Please express the records below as a two-column CSV with the headers input and output, one row per record, with its text and its answer each in a single quoted field and line breaks turned into spaces. Leave the images out.

Start Data rows

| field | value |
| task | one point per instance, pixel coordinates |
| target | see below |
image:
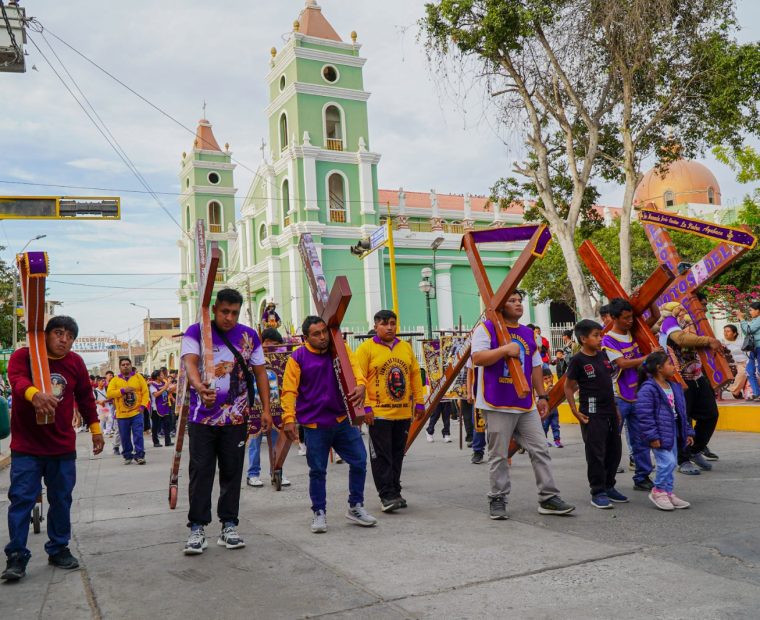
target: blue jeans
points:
(752, 368)
(639, 450)
(347, 442)
(666, 460)
(27, 473)
(552, 420)
(254, 453)
(132, 439)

End Data rows

**Output of the exercise:**
input,output
"| field | value | | task | one point per instance, pixel coordinates | | target | see below | image: target: blue jeans points:","(752, 368) (639, 450) (347, 442) (666, 460) (27, 473) (552, 420) (254, 453) (132, 439)"